▸ What to work on
From the entries below, extract every line that includes the word "patterned".

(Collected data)
-=-=-

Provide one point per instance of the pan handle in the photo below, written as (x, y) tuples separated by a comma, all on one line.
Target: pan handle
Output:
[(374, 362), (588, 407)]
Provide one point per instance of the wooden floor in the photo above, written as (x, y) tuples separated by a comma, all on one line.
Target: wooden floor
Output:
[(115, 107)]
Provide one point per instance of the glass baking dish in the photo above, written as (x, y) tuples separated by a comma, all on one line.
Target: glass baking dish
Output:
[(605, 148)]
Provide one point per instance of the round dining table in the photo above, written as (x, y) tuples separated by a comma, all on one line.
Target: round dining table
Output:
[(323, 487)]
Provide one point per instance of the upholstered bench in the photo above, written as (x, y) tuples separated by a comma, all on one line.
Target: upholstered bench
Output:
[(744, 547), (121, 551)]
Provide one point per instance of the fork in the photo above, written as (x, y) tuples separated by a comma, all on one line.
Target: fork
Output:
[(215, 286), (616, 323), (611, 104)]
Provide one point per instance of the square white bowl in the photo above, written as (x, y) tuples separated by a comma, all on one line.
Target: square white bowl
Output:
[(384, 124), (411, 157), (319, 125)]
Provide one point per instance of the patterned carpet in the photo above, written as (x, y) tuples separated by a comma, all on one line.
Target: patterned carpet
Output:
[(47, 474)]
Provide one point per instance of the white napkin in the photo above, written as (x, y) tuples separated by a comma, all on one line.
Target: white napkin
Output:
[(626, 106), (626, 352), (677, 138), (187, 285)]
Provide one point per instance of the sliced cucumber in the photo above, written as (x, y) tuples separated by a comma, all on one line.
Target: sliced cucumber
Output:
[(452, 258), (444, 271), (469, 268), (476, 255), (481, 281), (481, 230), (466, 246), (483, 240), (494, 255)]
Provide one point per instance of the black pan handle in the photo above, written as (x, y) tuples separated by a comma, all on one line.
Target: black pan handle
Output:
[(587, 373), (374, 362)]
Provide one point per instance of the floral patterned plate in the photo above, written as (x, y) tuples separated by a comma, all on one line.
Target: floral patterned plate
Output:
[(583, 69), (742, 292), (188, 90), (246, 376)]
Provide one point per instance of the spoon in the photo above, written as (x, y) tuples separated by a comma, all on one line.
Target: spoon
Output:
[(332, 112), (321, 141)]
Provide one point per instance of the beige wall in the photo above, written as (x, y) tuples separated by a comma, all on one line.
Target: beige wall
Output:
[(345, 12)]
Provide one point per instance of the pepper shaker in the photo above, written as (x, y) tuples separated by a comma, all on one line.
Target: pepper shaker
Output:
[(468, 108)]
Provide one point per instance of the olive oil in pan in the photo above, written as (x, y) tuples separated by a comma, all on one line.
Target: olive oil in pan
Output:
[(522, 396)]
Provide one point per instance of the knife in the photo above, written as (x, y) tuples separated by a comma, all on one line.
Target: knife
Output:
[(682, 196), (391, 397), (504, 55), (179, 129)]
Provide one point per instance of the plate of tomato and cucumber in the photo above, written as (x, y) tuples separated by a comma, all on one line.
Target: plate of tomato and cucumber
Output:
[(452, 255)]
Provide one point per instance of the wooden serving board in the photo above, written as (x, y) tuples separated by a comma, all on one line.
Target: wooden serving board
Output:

-=-=-

▸ The answer
Provide one point per instance of the patterned carpet in the photo above, written as (x, y) tuples separated by a comma, all on one line.
Target: patterned carpet
Provide one point per instance of the floral patterned plate in the photo above, written as (x, y) tuples separated by a comma, all on one line.
Target: floral patterned plate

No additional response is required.